Reproduce the entire listing below word for word, leaving out the picture.

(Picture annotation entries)
•••••
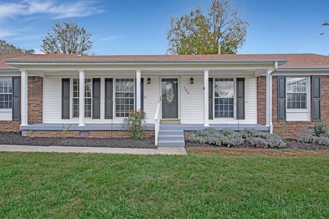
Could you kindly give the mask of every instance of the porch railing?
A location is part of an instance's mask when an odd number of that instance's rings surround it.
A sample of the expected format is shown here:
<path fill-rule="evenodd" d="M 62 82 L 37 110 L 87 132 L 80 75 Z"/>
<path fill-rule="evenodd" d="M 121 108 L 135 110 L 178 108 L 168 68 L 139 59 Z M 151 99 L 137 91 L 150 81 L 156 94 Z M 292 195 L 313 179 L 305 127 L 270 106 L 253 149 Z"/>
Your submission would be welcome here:
<path fill-rule="evenodd" d="M 158 103 L 154 116 L 154 144 L 156 146 L 158 146 L 158 137 L 160 130 L 160 103 Z"/>

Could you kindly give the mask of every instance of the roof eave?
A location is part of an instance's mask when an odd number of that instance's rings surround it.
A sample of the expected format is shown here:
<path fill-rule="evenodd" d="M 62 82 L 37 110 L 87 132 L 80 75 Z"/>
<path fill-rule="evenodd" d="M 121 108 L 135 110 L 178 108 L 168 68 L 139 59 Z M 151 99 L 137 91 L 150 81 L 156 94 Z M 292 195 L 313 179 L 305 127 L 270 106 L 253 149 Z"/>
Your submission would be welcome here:
<path fill-rule="evenodd" d="M 184 64 L 184 63 L 273 63 L 278 62 L 279 65 L 289 61 L 288 58 L 232 58 L 232 59 L 16 59 L 5 58 L 7 65 L 13 66 L 38 65 L 95 65 L 115 64 Z"/>
<path fill-rule="evenodd" d="M 278 71 L 327 71 L 328 66 L 281 66 Z"/>

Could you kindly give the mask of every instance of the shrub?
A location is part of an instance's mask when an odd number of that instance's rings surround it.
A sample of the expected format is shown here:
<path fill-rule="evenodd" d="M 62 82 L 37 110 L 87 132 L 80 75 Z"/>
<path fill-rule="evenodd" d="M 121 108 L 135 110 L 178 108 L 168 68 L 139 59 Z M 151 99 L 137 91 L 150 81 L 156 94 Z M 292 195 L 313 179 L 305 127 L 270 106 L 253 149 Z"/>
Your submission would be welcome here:
<path fill-rule="evenodd" d="M 219 132 L 212 127 L 197 131 L 196 134 L 189 136 L 189 141 L 227 147 L 237 146 L 244 142 L 242 135 L 231 128 L 226 128 Z"/>
<path fill-rule="evenodd" d="M 123 129 L 129 131 L 133 138 L 143 139 L 146 133 L 147 118 L 143 110 L 132 110 L 129 117 L 123 120 Z"/>
<path fill-rule="evenodd" d="M 246 141 L 254 147 L 284 148 L 286 143 L 276 134 L 257 131 L 254 128 L 245 128 L 242 134 Z"/>
<path fill-rule="evenodd" d="M 197 131 L 196 134 L 190 135 L 189 140 L 192 142 L 227 147 L 237 146 L 244 142 L 254 147 L 264 148 L 286 146 L 286 143 L 277 134 L 270 134 L 253 128 L 246 128 L 240 133 L 235 132 L 229 128 L 225 128 L 221 132 L 214 128 L 207 128 Z"/>
<path fill-rule="evenodd" d="M 320 137 L 327 133 L 327 129 L 323 122 L 314 123 L 314 134 Z"/>

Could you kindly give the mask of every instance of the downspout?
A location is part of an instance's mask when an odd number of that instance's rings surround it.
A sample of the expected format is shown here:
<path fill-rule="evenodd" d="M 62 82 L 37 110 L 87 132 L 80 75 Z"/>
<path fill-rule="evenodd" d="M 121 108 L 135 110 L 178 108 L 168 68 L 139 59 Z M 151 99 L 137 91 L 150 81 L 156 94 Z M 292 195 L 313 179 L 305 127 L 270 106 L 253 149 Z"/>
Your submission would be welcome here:
<path fill-rule="evenodd" d="M 278 70 L 278 62 L 275 62 L 274 69 L 270 72 L 267 72 L 266 79 L 267 81 L 267 87 L 266 92 L 268 93 L 268 110 L 267 112 L 267 117 L 268 118 L 268 125 L 269 126 L 269 132 L 273 134 L 273 123 L 272 123 L 272 75 Z"/>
•••••
■ WRITTEN RESPONSE
Could you kindly give the mask of every instance of the porch railing?
A location is part of an instance's mask when an odd number of that instance's rings surround it.
A sample of the expected format is shown here:
<path fill-rule="evenodd" d="M 62 82 L 37 110 L 87 132 L 80 75 Z"/>
<path fill-rule="evenodd" d="M 121 108 L 135 110 L 178 108 L 168 68 L 139 59 Z M 151 99 L 137 91 L 150 81 L 156 94 Z M 292 195 L 313 179 L 305 127 L 270 106 L 253 149 Z"/>
Your submission would be welcome here:
<path fill-rule="evenodd" d="M 158 103 L 154 116 L 154 144 L 156 146 L 158 146 L 158 137 L 160 130 L 160 103 Z"/>

Could you kindly give the mask of every instance of the roof eave?
A location is part of an instance's mask when an odd number of that instance's rings surround it.
A sample of the expected format is shown here:
<path fill-rule="evenodd" d="M 62 82 L 37 110 L 87 132 L 80 75 Z"/>
<path fill-rule="evenodd" d="M 121 108 L 135 110 L 178 108 L 168 68 L 139 59 Z M 151 99 L 137 91 L 150 81 L 156 94 Z M 292 195 L 313 179 L 305 127 L 270 106 L 253 149 Z"/>
Your submission would be welcome here:
<path fill-rule="evenodd" d="M 184 64 L 184 63 L 273 63 L 278 62 L 279 65 L 289 61 L 288 58 L 232 58 L 232 59 L 16 59 L 5 58 L 7 65 L 13 66 L 38 65 L 95 65 L 115 64 Z"/>
<path fill-rule="evenodd" d="M 278 71 L 327 71 L 328 66 L 281 66 Z"/>

Could you kindly give the mask of every instance of the shrub?
A location is part of an instance's mask when an odd number of that instance's rings surround it.
A sample of the expected format is shown here:
<path fill-rule="evenodd" d="M 62 82 L 37 110 L 87 132 L 80 75 Z"/>
<path fill-rule="evenodd" d="M 121 108 L 135 110 L 178 108 L 168 68 L 139 59 Z M 151 99 L 137 91 L 150 81 L 156 94 Z M 292 195 L 313 179 L 305 127 L 270 106 L 253 149 Z"/>
Your submission would be welcome here:
<path fill-rule="evenodd" d="M 219 132 L 212 127 L 197 131 L 196 134 L 189 136 L 189 141 L 227 147 L 237 146 L 244 142 L 242 135 L 231 128 L 226 128 Z"/>
<path fill-rule="evenodd" d="M 123 129 L 129 131 L 133 138 L 143 139 L 146 133 L 147 118 L 143 110 L 132 110 L 129 117 L 123 120 Z"/>
<path fill-rule="evenodd" d="M 246 141 L 254 147 L 284 148 L 286 143 L 276 134 L 257 131 L 254 128 L 245 128 L 242 134 Z"/>
<path fill-rule="evenodd" d="M 197 131 L 196 134 L 190 135 L 189 140 L 192 142 L 227 147 L 237 146 L 244 142 L 254 147 L 264 148 L 286 146 L 286 143 L 277 134 L 270 134 L 253 128 L 246 128 L 240 133 L 235 132 L 229 128 L 225 128 L 221 132 L 214 128 L 207 128 Z"/>
<path fill-rule="evenodd" d="M 320 137 L 327 133 L 327 129 L 323 122 L 314 123 L 314 134 Z"/>

Could you kindly give the mask of every instance of the downspout?
A location is part of an instance's mask when an odd number of that instance's rings surround it.
A sample of the expected format is shown here:
<path fill-rule="evenodd" d="M 62 82 L 37 110 L 87 132 L 80 75 Z"/>
<path fill-rule="evenodd" d="M 121 108 L 135 110 L 178 108 L 168 68 L 139 59 Z M 151 99 L 137 91 L 150 81 L 156 94 Z M 292 195 L 313 179 L 305 127 L 270 106 L 253 149 Z"/>
Your submission would be welcome here:
<path fill-rule="evenodd" d="M 278 70 L 278 62 L 275 62 L 274 69 L 270 72 L 267 72 L 266 79 L 267 81 L 267 87 L 266 92 L 268 93 L 268 110 L 267 112 L 267 117 L 268 118 L 268 125 L 269 126 L 269 132 L 273 134 L 273 123 L 272 123 L 272 75 Z"/>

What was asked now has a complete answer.